Begin Text
# Sudanese Air Force



## SABOT (27 Mar 2007)

What do you guys think of the Sudanese Air Force being a threat to any UN sponsored Peacemaking Force?

They have received the following Aircraft, many of which are no longer airworthy:

10 X F-5E
02 X F-5F

12 X F-6 (MiG-19)
15 X F-7 (MiG-21)

04 X MiG-23B
10 X MiG-29SE
02 X MiG-29UB

12 X BO-105
11 X Agusta Bell 212

16 X Mi-35P Hind F
06 X Mi-24V Hind E

15 X IAR/SA-330 Puma

The real threat may be from the AA missiles that these aircraft may employ:

The F-5s would have AIM-9 Sidewinder and AGM-65 Maverick.

The MiG-29SE would have the AA-10 Alamo.  They also have AA-2 Atoll, AA-7 Apex, AA-8 Aphid, AA-11 Archer, AA-12 Adder, SA-7 Grail, AS-7 Kerry, PL-2/3 and PL-5 in their inventory.  The Hinds and Puma may also be fitted for HOT.  The Hinds would also have unguided S-5  57 mm rockets and S-8 80 mm rockets for Ground attack, not to mention AT-2 Swatter ATM.  They also have some AS-10 and AS-14.

The big question is how effective these may be and who actually controls them.  In many cases, these aircraft and systems are operated by mercenary forces/foreigners hired by the Sudanese.


----------



## CougarKing (27 Mar 2007)

Whether they will be a threat will also depend on the composition of the UN peacekeeper force and what kind of SAM/AA Defenses they will have.

However, I really doubt that the "Air Force" of Sudan will be much of a threat.  :


----------



## aesop081 (27 Mar 2007)

CougarShark said:
			
		

> However, I really doubt that the "Air Force" of Sudan will be much of a threat.  :



Realy ?...care to enlighten me


----------



## CougarKing (27 Mar 2007)

SABOT said:
			
		

> They have received the following Aircraft, many of which are no longer airworthy:



CDNAviator.
End Text
Begin Supplied entries
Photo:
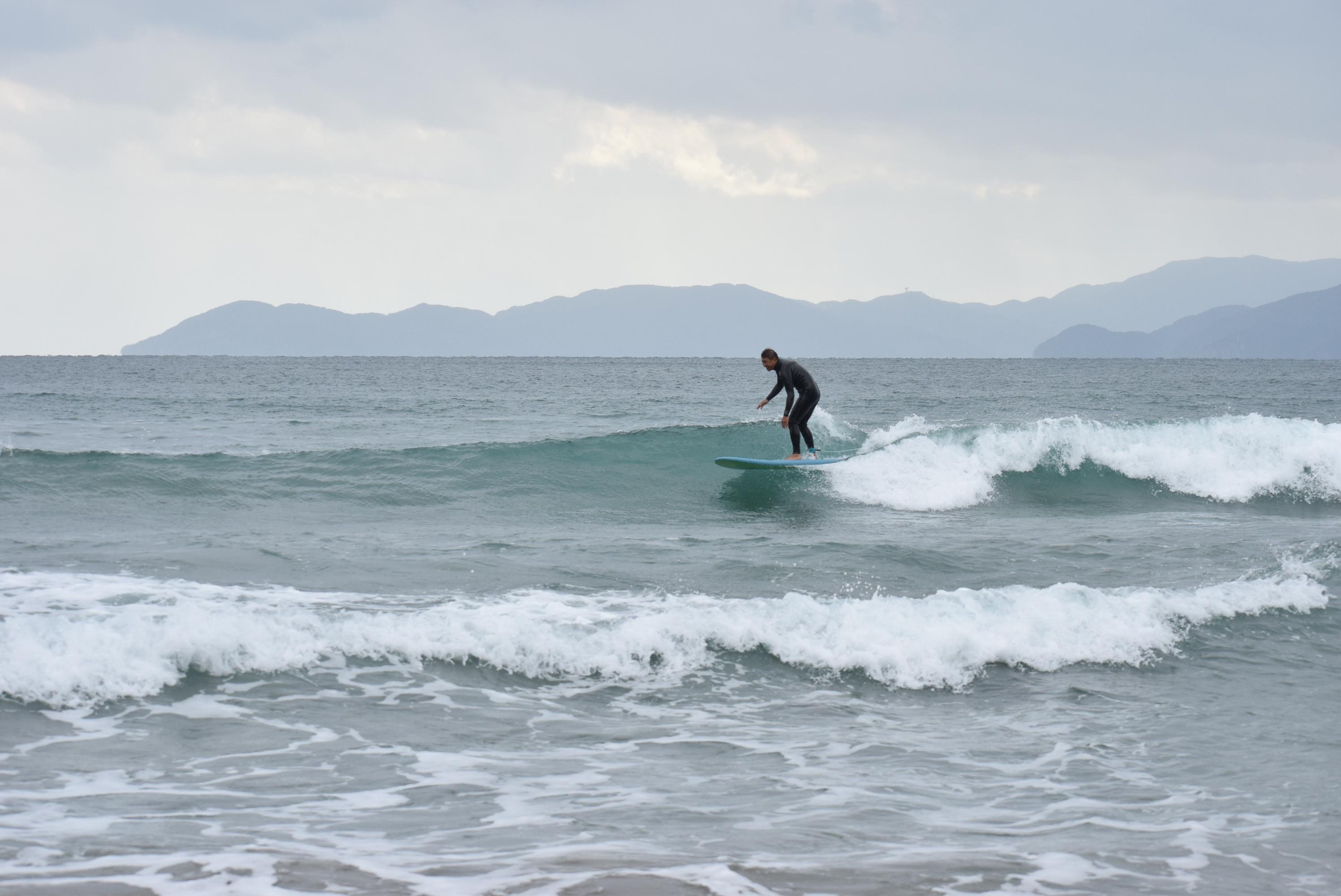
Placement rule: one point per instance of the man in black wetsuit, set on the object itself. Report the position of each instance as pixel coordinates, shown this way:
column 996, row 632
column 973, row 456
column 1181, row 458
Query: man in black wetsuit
column 793, row 377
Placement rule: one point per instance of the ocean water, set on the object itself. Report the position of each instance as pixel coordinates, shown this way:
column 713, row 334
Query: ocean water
column 459, row 625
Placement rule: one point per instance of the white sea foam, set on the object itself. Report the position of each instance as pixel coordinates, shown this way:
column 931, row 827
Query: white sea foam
column 72, row 640
column 1229, row 458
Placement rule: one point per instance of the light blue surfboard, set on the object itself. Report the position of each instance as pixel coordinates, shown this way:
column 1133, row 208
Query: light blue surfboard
column 754, row 463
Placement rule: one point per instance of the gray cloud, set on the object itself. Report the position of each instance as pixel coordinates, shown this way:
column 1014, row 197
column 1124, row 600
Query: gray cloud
column 169, row 156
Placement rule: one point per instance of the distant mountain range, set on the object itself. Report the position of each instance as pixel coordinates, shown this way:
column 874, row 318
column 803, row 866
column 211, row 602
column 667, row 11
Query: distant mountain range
column 735, row 320
column 1300, row 327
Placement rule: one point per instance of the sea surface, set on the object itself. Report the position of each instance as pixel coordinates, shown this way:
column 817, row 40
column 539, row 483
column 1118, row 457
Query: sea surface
column 499, row 625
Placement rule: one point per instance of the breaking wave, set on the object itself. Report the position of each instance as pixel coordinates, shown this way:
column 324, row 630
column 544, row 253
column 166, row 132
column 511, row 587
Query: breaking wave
column 80, row 639
column 918, row 466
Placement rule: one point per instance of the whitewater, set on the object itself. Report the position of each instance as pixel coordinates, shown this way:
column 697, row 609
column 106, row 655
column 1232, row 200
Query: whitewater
column 408, row 625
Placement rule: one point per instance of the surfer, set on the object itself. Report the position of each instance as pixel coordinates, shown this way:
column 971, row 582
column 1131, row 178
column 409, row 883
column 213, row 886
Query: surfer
column 793, row 377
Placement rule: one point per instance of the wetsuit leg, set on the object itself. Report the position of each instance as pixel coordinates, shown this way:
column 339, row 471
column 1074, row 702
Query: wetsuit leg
column 797, row 423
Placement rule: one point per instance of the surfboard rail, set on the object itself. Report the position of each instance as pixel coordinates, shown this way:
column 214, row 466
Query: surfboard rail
column 759, row 463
End Supplied entries
### The tasks
1: Gather every line of the records that contains the string "Query" and copy each one out.
2: Carry on the forum thread about the Sudanese Air Force, picking up right after its final line.

### In response
1:
Query: man in black wetsuit
Query: ocean water
Query: white sea foam
Query: light blue surfboard
Query: gray cloud
Query: distant mountain range
Query: sea surface
Query: breaking wave
Query: whitewater
Query: surfer
Query: wetsuit leg
Query: surfboard rail

2:
Most of these aircraft are no longer airworthy, as the initial poster stated. And I doubt whoever controls them has the spare parts or the fuel to put them back into the air,  let alone maintain them.


----------



## Good2Golf (28 Mar 2007)

CougarShark said:
			
		

> CDNAviator.
> 
> Most of these aircraft are no longer airworthy, as the initial poster stated. And *I doubt whoever controls them has the spare parts or the fuel to put them back into the air*,  let alone maintain them.



You mean like how the Iranian's couldn't get parts for their F-14 Tomcats after 1978?  Oh, wait a second, they're still flying...it seems that where there's a will, there's a way...

G2G


----------



## aesop081 (28 Mar 2007)

Guys stop....Couarshark is an expert.........even more than Cougarking

 ;D


----------



## CougarKing (28 Mar 2007)

CDN Aviator said:
			
		

> Guys stop....Couarshark is an expert.........even more than Cougarking
> 
> ;D



Oh well...some people really can get their speedos in a bundle.  >

Perhaps the African Union's contributor nations' contingents there already have some troops with Strelas or some kind of hand-held SAM.


----------



## FascistLibertarian (28 Mar 2007)

I am not an expert and these are just my thoughts 
If the US wanted the UN or AU could have control of the air in under a week.
I do not understand why we do not make the country a no fly zone (besides what we allow of course).


----------



## aesop081 (28 Mar 2007)

CougarShark said:
			
		

> Oh well...some people really can get their speedos in a bundle.  >
> 
> Perhaps the African Union's contributor nations' contingents there already have some troops with Strelas or some kind of hand-held SAM.



We had to supply them with Armoured vehicles.........you think the brought SAMs ?

 :brickwall:


----------



## CougarKing (28 Mar 2007)

CDN Aviator said:
			
		

> We had to supply them with Armoured vehicles.........you think the brought SAMs ?
> 
> :brickwall:




Anything could be on the black market nowadays- including those Strela hand-held fired SAMs- they're cheaper than buying a Russian Tungushka or a Chinese HQ-7 SAM vehicle! 

Do you recall that incident a few years ago  (after 9/11 of course) when an airliner taking off from some central African nation narrowly missed a SAM round fired by a mysterious attacker? 

Anyways, I'd better stop before that head of yours can't take anymore banging on the wall.  ;D


----------



## SABOT (28 Mar 2007)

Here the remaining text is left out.